Point localization data
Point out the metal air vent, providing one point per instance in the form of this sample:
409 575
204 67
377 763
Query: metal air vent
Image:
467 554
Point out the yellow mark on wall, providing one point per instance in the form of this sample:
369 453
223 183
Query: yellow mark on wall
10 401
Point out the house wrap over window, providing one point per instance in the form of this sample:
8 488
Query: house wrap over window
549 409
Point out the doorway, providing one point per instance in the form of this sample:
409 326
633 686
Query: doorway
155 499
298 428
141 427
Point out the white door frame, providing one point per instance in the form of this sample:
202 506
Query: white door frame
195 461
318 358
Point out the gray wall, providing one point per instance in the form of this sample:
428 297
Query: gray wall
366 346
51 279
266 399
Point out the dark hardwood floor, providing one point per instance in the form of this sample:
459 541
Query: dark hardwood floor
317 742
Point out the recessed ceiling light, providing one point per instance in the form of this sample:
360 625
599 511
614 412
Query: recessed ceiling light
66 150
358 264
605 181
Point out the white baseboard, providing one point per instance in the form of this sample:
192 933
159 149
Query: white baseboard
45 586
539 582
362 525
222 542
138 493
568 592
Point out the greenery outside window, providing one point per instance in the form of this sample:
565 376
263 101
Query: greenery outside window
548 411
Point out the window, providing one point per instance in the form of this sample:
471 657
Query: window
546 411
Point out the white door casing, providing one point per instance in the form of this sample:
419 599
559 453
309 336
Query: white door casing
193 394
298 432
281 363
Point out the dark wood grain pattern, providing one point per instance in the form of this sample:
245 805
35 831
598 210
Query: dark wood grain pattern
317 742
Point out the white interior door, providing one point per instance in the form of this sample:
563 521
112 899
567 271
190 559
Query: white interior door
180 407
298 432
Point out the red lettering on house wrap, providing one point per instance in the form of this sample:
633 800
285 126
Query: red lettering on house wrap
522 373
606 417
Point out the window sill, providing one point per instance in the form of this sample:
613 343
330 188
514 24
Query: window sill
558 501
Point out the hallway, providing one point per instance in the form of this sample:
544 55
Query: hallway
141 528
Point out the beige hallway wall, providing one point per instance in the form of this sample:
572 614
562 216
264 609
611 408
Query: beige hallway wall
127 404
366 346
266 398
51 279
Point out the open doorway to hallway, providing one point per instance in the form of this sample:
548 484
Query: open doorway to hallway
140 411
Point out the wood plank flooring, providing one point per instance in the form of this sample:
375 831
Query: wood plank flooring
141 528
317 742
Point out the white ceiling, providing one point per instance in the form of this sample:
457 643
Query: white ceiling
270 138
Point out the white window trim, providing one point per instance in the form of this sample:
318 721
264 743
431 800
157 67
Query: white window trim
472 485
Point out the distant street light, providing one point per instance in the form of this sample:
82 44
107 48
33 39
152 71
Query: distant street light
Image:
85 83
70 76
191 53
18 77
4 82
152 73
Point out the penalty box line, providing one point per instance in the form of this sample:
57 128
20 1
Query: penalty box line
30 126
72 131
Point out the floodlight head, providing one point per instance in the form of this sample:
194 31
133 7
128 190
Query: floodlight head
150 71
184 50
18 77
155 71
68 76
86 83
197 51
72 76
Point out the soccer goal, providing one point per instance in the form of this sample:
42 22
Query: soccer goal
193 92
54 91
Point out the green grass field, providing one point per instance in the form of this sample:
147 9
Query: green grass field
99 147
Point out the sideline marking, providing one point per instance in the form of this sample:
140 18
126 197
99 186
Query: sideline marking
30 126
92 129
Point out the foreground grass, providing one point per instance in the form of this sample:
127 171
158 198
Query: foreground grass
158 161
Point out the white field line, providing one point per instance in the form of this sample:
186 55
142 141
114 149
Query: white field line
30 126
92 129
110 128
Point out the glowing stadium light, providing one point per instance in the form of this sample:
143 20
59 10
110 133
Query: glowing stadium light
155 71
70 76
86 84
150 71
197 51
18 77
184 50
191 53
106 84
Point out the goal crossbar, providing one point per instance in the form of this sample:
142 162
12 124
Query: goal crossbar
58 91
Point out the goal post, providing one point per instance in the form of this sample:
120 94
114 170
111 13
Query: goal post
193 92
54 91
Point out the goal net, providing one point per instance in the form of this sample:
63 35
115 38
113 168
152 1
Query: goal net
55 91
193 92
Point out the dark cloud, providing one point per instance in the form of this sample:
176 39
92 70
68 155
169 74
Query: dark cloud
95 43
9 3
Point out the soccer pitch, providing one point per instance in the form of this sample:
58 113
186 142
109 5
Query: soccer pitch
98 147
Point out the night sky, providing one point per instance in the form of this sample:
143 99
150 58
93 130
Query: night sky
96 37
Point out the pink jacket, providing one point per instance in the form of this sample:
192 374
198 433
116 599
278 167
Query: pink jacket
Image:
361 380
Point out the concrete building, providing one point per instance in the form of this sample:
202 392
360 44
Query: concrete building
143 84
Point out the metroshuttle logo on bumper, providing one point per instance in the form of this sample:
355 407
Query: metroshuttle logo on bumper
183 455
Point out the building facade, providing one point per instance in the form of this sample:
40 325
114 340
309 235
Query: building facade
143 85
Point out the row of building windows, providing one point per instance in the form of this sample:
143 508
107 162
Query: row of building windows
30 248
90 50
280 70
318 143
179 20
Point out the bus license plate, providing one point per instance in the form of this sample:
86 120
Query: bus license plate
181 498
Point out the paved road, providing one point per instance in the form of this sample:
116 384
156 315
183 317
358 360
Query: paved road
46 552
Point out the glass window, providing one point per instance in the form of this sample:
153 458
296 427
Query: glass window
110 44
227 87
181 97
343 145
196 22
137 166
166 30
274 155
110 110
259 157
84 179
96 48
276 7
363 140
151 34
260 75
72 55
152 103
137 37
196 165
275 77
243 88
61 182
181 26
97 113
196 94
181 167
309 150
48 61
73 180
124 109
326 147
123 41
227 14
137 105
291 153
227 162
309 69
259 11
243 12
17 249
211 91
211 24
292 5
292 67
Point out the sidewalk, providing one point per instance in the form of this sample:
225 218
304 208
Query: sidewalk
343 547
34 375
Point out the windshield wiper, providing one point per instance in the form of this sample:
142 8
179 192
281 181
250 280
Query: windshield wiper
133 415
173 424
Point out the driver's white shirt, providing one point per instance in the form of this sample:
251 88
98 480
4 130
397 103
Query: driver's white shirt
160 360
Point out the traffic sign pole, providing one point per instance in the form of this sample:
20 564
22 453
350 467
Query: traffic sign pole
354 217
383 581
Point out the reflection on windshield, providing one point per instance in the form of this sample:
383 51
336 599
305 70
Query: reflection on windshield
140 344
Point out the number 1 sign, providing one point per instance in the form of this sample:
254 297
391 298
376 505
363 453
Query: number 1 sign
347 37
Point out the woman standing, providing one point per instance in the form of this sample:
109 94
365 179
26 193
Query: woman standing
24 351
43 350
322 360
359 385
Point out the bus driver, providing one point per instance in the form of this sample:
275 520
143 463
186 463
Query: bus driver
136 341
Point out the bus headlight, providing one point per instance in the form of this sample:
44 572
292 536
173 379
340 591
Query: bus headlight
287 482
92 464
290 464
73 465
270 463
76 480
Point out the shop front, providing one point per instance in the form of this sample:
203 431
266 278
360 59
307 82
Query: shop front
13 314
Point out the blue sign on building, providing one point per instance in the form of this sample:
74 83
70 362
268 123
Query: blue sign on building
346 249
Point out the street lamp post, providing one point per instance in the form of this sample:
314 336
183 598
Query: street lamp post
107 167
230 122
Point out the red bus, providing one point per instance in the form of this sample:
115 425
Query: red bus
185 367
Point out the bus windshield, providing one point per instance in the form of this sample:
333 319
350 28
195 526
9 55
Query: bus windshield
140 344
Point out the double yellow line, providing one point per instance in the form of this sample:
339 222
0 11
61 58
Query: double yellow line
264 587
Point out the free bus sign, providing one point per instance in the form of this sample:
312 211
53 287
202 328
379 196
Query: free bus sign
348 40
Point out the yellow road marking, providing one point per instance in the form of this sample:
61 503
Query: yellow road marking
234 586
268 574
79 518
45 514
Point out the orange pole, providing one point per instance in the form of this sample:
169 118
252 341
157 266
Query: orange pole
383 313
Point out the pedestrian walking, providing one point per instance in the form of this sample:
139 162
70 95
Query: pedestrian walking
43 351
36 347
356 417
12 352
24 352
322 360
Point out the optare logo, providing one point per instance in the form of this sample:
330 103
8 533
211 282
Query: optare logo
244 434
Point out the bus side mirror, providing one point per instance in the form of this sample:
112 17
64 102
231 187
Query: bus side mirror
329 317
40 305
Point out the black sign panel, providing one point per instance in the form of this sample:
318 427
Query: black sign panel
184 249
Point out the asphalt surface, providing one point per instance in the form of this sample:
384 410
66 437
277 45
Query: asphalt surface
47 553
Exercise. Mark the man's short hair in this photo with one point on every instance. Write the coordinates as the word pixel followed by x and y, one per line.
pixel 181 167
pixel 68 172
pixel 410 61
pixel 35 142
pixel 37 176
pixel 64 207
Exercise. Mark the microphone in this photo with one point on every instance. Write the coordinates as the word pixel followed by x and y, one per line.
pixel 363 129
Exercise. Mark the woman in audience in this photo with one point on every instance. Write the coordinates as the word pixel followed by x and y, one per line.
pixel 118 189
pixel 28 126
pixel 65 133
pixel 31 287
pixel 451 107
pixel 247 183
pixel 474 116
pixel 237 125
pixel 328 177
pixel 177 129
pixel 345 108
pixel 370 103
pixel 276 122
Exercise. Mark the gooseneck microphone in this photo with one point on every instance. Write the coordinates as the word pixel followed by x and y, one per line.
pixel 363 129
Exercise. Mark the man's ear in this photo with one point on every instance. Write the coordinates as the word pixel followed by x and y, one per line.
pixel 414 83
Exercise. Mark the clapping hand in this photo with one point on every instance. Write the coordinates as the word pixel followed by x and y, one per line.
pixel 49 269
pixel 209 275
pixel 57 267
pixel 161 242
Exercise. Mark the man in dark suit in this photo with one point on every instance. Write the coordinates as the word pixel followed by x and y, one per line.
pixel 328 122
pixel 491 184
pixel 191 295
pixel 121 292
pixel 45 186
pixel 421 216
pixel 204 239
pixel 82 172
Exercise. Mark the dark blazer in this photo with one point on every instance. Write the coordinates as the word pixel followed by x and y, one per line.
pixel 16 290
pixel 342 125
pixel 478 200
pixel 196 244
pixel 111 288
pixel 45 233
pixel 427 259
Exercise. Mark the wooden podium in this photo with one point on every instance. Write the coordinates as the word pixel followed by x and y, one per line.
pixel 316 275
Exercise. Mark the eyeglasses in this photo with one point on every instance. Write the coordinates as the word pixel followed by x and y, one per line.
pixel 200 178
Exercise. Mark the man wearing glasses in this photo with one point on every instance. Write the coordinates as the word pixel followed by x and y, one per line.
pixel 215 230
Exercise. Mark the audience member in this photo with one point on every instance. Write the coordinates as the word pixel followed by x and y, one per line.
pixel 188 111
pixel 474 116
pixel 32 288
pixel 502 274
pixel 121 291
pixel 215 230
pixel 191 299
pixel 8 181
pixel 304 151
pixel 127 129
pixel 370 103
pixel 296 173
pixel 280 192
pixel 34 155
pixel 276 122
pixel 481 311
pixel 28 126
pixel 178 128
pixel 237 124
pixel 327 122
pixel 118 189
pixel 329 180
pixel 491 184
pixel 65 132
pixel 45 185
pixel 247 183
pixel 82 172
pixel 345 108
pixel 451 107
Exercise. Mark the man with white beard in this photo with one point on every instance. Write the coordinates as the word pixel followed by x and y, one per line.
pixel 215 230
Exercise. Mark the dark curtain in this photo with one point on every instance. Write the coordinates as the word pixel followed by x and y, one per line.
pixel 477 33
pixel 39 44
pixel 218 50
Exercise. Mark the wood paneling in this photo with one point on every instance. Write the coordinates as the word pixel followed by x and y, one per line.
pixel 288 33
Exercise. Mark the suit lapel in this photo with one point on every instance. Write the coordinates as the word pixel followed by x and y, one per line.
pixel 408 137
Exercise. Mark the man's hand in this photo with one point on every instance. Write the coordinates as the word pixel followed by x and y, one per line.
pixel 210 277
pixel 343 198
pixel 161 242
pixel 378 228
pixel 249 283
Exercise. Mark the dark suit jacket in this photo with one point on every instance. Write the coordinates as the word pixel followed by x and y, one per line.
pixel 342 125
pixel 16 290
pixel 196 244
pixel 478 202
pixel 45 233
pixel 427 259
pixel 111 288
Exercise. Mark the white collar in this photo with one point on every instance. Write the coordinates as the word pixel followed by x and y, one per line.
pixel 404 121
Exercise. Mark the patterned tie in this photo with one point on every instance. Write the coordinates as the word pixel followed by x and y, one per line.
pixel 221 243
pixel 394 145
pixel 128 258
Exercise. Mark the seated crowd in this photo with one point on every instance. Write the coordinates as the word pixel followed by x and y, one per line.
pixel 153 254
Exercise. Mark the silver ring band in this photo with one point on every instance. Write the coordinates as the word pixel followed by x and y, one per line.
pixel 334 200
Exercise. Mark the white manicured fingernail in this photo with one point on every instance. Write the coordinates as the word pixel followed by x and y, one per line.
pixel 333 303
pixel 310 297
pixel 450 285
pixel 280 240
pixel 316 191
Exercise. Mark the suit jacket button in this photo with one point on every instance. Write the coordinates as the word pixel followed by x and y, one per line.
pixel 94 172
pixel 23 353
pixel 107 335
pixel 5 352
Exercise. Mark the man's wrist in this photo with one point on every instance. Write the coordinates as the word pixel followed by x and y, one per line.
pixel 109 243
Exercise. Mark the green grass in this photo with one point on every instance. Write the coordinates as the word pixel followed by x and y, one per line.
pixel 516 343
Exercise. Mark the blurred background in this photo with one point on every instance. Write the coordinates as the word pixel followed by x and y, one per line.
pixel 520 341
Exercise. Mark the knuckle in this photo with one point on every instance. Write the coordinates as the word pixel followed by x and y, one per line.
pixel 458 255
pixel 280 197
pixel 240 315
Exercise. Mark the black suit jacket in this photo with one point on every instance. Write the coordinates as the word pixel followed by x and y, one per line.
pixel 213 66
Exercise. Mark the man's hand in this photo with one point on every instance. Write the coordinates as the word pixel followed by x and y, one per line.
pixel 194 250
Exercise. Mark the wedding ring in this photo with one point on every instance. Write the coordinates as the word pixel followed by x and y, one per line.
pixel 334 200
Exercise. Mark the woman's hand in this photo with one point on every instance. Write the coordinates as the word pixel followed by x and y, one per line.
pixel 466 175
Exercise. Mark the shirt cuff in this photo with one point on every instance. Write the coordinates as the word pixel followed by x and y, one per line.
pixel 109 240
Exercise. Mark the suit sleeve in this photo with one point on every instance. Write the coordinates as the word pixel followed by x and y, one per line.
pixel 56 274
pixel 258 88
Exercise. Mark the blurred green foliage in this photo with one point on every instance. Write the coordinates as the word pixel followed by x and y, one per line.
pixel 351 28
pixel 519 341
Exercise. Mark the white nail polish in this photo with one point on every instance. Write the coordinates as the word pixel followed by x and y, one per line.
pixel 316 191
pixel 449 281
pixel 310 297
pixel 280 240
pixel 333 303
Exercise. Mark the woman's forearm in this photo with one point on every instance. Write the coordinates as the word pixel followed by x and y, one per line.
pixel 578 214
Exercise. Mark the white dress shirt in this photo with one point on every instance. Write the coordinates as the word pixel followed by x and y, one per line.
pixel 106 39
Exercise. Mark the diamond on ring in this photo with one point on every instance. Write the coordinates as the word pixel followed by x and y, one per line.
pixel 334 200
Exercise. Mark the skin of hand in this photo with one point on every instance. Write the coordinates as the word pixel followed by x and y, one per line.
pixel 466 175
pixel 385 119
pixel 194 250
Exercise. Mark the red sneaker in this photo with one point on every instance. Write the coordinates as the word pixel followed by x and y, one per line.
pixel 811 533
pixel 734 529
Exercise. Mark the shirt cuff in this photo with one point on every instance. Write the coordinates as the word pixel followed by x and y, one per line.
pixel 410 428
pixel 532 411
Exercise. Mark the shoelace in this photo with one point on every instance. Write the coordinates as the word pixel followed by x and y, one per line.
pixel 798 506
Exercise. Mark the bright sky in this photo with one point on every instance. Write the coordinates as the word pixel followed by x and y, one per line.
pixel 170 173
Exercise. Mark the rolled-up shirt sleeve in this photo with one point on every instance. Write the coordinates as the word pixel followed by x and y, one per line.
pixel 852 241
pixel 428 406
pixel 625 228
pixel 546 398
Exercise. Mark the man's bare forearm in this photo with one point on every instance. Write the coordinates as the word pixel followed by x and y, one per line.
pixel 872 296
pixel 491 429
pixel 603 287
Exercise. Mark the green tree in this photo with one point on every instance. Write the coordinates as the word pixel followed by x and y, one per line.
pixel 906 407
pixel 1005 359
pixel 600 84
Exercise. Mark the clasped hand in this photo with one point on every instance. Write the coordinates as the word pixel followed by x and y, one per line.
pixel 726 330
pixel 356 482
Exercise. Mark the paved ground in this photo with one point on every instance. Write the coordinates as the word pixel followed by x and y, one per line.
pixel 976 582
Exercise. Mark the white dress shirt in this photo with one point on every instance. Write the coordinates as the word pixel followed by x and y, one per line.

_YOUR GOAL_
Find each line in the data above with the word "vent", then copy it.

_COMPLETED TASK_
Point out the metal air vent, providing one point per instance in the form of this sample:
Query: metal air vent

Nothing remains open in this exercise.